=== BRONTEKST ===

Berekening opslagpercentage overhead van de tarieven lokale heffingen
Zoals eerder vermeld wordt de overhead niet meer toegerekend aan alle producten (m.u.v. de grondexploitatie en investeringen). Voor de berekening van de lokale heffingen en andere kostendekkende tarieven, dienen we extracomptabel echter wel een component overhead toe te rekenen. Op deze manier worden alle kosten in een tarief omgeslagen en ontstaat er door deze systeemwijziging geen begrotingstekort.

=== DE GEGEVENS ===

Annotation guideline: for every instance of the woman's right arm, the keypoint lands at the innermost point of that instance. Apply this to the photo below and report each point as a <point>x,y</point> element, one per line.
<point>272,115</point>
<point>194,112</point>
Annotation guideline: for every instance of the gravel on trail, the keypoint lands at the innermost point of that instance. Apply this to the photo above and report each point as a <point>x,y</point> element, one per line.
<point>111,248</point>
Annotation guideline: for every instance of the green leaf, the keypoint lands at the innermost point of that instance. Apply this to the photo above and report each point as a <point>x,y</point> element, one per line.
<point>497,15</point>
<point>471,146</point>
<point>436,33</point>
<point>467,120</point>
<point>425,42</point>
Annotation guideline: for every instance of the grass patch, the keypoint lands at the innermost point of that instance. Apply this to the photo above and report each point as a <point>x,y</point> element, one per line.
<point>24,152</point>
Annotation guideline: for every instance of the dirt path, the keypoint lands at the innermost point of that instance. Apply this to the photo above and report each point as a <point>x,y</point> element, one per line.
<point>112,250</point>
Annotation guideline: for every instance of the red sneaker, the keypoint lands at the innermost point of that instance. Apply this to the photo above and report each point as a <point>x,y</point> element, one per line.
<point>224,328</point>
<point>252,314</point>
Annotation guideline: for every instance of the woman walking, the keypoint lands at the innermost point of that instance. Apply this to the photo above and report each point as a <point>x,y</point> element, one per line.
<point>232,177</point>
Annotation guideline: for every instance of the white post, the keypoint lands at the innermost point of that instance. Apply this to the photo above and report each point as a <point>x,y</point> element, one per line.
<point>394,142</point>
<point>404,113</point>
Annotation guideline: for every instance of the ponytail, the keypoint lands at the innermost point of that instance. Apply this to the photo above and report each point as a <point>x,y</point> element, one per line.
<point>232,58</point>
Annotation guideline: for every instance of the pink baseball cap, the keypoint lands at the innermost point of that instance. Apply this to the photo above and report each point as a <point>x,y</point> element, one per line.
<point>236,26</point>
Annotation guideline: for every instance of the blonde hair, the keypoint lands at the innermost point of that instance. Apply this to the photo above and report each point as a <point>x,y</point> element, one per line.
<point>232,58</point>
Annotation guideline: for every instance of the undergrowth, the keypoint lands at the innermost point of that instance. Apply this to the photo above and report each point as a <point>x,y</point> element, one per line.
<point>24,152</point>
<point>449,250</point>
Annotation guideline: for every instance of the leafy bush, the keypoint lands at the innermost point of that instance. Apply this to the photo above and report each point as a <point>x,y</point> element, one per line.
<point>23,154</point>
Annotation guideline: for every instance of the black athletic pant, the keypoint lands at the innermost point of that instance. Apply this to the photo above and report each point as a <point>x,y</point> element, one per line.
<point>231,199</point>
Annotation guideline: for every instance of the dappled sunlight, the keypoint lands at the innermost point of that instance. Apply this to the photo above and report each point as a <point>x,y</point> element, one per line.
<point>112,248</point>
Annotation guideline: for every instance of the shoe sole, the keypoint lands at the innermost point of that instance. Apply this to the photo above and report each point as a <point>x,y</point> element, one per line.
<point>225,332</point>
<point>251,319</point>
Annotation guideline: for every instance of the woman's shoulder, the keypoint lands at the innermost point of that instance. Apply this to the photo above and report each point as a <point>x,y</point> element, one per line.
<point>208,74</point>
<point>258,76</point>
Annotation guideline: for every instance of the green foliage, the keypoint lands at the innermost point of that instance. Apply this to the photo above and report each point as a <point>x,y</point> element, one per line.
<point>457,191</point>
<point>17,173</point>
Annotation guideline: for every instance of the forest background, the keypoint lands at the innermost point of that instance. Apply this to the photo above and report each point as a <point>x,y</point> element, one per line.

===

- _OPDRACHTEN_
[1] Kloppen deze uitspraken volgens de brontekst? (a) De overhead wordt nog steeds aan alle producten toegerekend. (b) Bij de berekening van de lokale heffingen wordt extracomptabel een component overhead toegerekend. (c) De systeemwijziging leidt tot een begrotingstekort.
[2] Welke twee onderdelen vormen volgens de brontekst een uitzondering op het niet meer toerekenen van de overhead?
[3] Neem de brontekst letterlijk over vanaf "Berekening opslagpercentage overhead" tot en met "systeemwijziging geen begrotingstekort.".
Baseer je uitsluitend op de brontekst.

- _UITWERKINGEN_
[1]
(a) Nee: "wordt de overhead niet meer toegerekend aan alle producten"
(b) Ja: "dienen we extracomptabel echter wel een component overhead toe te rekenen"
(c) Nee: "ontstaat er door deze systeemwijziging geen begrotingstekort"

[2] De grondexploitatie en investeringen.

[3]
Berekening opslagpercentage overhead van de tarieven lokale heffingen
Zoals eerder vermeld wordt de overhead niet meer toegerekend aan alle producten (m.u.v. de grondexploitatie en investeringen). Voor de berekening van de lokale heffingen en andere kostendekkende tarieven, dienen we extracomptabel echter wel een component overhead toe te rekenen. Op deze manier worden alle kosten in een tarief omgeslagen en ontstaat er door deze systeemwijziging geen begrotingstekort.